• [Passage]:
——

Yet Another Outbreak Strikes: Yellow Fever in Brazil


            Brazil has had a disheartening start to 2017, with 555 suspected cases of yellow fever and 107 deaths reported. Thus far, 87 of the suspected cases have been confirmed, 26 have been discarded, and the remaining 442 remain under investigation. Among the deaths, 42 of the 107 are confirmed to have been a direct result of yellow fever infection [1].


Yellow fever is a virus transmitted by mosquito, and is typically found in tropical and subtropical areas across Africa and South America. Most of those infected only have mild symptoms for a short period of time, which may include fever, chills, vomiting, fatigue, and general body aches. However, approximately 15% of cases will develop into more serious symptoms, which can result in severe fever, jaundice, and/or hemorrhage. Approximately 20-50% of severe yellow fever cases result in death [2].


There are three different transmission cycles of yellow fever. The first, sylvatic (jungle) yellow fever, occurs when a monkey with yellow fever is bitten by infected mosquitos in a rainforest, who then bite and infect other monkeys. Monkeys are the primary reservoir of yellow fever. The intermediate transmission cycle involves the infection of both humans and monkeys by semi-domestic mosquitoes, who breed both in the wild and around households [3]. The urban yellow fever transmission cycle occurs when the disease is introduced into heavily populated urban areas, and is spread by the aedes aegypti mosquito, which is also a vector for the Zika virus [4].


It can be difficult to diagnose yellow fever during the beginning stages due to its similar presentation to other mosquito-borne illnesses such as dengue fever and malaria [5]. This presents an added challenge to identifying cases quickly in order to more effectively control the outbreak.

——

• [Exercise instructions]:
- A) In the yellow fever article, what share of severe yellow fever cases result in death?
- B) Duplicate the section of the yellow fever article that opens with the words "Yet Another Outbreak" and closes with "fever infection [1].".

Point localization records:
——

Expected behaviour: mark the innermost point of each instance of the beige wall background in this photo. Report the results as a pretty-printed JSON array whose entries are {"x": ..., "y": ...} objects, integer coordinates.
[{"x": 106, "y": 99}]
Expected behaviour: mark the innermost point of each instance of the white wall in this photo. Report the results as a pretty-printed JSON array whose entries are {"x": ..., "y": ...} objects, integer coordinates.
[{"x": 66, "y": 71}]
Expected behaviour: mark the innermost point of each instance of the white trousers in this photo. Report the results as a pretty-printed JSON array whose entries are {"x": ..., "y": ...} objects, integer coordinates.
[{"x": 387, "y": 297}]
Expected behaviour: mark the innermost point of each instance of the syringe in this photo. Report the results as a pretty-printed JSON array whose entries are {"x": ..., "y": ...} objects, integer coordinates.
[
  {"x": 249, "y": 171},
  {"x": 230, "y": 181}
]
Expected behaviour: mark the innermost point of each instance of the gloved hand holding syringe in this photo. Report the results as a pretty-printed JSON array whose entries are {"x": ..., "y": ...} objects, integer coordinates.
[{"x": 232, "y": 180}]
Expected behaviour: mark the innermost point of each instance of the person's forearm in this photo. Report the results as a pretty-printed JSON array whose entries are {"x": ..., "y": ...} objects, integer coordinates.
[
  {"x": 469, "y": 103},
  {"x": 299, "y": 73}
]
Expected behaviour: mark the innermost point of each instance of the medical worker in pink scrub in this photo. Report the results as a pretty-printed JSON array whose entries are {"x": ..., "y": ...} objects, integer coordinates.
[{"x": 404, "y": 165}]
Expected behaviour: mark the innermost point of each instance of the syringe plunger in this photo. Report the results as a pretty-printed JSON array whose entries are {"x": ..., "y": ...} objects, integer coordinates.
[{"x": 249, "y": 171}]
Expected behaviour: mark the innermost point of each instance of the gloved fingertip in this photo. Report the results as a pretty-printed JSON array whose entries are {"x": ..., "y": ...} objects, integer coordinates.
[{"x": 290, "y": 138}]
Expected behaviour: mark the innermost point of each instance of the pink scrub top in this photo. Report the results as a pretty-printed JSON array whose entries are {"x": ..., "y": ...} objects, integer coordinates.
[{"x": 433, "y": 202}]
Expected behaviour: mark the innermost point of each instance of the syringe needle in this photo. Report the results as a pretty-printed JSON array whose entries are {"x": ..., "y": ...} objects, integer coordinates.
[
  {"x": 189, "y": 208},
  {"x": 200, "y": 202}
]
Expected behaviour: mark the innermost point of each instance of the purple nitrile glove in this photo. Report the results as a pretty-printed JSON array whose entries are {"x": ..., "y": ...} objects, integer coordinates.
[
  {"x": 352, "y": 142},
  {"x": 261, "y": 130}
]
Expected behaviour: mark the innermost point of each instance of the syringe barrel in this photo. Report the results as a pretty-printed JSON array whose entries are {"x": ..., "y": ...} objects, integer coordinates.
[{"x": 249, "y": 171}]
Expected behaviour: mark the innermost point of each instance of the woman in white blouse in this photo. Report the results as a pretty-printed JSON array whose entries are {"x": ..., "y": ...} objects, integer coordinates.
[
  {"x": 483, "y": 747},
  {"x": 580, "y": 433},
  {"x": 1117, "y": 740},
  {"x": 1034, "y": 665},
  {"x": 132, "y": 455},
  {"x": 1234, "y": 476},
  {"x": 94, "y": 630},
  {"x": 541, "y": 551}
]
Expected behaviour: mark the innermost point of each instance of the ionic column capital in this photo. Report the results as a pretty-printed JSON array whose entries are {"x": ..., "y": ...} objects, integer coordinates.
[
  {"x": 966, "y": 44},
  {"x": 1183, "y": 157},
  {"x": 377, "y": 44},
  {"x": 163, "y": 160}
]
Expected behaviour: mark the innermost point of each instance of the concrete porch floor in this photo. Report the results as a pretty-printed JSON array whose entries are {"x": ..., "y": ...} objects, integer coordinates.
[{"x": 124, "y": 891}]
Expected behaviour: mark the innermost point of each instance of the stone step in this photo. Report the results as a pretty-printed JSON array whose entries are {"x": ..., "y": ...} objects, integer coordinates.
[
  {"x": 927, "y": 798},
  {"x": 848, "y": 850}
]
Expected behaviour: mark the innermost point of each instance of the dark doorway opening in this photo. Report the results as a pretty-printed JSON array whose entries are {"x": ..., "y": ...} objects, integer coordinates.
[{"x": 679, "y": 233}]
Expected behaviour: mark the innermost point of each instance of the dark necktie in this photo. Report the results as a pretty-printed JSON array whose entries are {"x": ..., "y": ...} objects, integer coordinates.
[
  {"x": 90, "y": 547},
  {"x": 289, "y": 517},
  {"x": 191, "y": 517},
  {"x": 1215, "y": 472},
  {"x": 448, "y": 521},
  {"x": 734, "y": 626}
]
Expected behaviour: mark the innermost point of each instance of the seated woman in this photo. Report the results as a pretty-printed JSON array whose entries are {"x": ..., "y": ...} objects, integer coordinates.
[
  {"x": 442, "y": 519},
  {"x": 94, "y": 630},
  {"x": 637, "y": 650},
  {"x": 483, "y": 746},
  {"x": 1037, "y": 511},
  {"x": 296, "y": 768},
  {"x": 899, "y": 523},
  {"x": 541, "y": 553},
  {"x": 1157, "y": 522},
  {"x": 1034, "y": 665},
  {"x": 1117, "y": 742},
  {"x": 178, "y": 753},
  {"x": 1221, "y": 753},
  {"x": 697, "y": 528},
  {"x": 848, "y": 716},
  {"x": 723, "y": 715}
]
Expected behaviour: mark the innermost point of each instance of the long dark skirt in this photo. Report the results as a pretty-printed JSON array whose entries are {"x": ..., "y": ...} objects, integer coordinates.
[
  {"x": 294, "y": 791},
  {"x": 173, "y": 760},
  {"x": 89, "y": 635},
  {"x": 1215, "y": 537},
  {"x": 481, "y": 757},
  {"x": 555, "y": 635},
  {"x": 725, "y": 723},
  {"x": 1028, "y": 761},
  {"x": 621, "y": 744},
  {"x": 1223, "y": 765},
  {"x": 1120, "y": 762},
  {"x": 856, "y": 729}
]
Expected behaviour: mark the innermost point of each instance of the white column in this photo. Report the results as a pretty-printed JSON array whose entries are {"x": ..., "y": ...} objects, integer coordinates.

——

• [Task-by-task answers]:
- A) Approximately 20-50% of severe cases result in death.

- B)
Yet Another Outbreak Strikes: Yellow Fever in Brazil


            Brazil has had a disheartening start to 2017, with 555 suspected cases of yellow fever and 107 deaths reported. Thus far, 87 of the suspected cases have been confirmed, 26 have been discarded, and the remaining 442 remain under investigation. Among the deaths, 42 of the 107 are confirmed to have been a direct result of yellow fever infection [1].